## TASK:
Nothing before the line containing "the man's smile" should appear; please restate that line and every later line word for word through the end of the listing.

## MATERIAL PROVIDED:
*** Begin section ***
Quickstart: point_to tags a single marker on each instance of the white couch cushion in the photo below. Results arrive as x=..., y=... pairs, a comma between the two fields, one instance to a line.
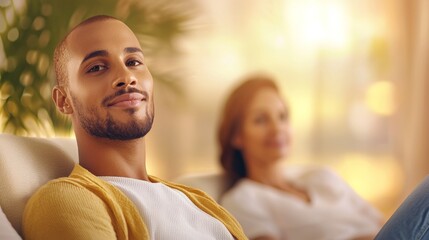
x=26, y=163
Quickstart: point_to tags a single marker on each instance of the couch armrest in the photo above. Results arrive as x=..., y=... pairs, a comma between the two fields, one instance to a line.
x=26, y=163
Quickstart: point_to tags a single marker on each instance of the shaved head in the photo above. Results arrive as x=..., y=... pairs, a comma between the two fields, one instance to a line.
x=62, y=55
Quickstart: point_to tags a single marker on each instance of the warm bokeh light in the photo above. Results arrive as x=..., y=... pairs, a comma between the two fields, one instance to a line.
x=380, y=98
x=375, y=178
x=316, y=23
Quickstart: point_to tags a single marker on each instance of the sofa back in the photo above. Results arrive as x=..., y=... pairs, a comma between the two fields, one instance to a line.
x=26, y=163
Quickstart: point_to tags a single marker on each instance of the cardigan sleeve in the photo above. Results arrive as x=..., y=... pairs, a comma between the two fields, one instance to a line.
x=62, y=210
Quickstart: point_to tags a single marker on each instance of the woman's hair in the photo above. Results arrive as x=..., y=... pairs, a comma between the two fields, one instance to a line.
x=231, y=120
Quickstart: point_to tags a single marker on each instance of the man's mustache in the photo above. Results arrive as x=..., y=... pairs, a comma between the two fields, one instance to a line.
x=108, y=99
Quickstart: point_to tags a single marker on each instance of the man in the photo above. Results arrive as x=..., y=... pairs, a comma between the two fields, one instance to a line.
x=105, y=87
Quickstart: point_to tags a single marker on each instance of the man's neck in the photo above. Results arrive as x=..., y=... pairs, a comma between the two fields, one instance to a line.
x=104, y=157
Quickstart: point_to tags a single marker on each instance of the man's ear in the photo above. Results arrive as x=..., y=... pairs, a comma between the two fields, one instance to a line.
x=62, y=101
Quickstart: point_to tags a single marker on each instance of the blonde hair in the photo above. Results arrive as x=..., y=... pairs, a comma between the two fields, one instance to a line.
x=230, y=123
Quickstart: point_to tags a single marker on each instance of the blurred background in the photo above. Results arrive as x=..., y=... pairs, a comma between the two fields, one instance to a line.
x=354, y=72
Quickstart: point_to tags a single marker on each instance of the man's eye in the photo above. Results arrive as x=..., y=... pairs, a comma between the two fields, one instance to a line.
x=132, y=63
x=97, y=68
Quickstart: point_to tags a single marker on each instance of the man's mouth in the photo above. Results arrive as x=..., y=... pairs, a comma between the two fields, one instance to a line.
x=127, y=100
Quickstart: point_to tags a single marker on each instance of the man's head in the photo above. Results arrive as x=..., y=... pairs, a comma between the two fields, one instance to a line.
x=102, y=80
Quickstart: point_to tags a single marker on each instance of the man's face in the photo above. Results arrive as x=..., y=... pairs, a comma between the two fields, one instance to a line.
x=109, y=84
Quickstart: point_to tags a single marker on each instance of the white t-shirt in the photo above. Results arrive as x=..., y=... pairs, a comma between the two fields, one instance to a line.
x=335, y=212
x=168, y=213
x=6, y=229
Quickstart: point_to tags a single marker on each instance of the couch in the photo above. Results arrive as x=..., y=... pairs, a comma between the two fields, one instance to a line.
x=26, y=163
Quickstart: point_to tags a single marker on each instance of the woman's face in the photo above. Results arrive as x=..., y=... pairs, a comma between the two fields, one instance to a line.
x=265, y=134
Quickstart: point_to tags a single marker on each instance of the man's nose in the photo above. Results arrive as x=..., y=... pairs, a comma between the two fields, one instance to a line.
x=124, y=78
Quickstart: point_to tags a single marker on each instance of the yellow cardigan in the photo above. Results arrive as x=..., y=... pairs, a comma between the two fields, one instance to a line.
x=83, y=206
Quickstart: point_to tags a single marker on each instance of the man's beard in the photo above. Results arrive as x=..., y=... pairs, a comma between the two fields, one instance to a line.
x=107, y=127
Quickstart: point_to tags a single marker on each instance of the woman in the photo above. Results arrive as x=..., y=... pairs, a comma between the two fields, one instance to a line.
x=269, y=201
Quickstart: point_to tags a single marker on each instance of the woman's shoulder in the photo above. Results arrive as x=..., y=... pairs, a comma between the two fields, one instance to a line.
x=316, y=174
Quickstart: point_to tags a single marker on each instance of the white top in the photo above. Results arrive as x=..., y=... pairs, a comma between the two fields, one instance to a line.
x=6, y=229
x=168, y=213
x=335, y=212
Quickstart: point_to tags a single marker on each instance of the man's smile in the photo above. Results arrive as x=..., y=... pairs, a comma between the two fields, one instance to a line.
x=133, y=99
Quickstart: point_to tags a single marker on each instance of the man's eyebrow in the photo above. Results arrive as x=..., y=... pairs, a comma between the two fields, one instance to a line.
*** End section ***
## WRITTEN SOLUTION:
Quickstart: point_to tags a single marker on each instance of the man's smile in the photo above. Results arrive as x=..., y=... pairs, a comma between the two fields, one instance to a line.
x=133, y=99
Quickstart: point_to tags a single marker on each instance of the man's eyebrow in the photo above. Results arrive as x=..., y=... pairs, a comma between the two fields, one instance to a line.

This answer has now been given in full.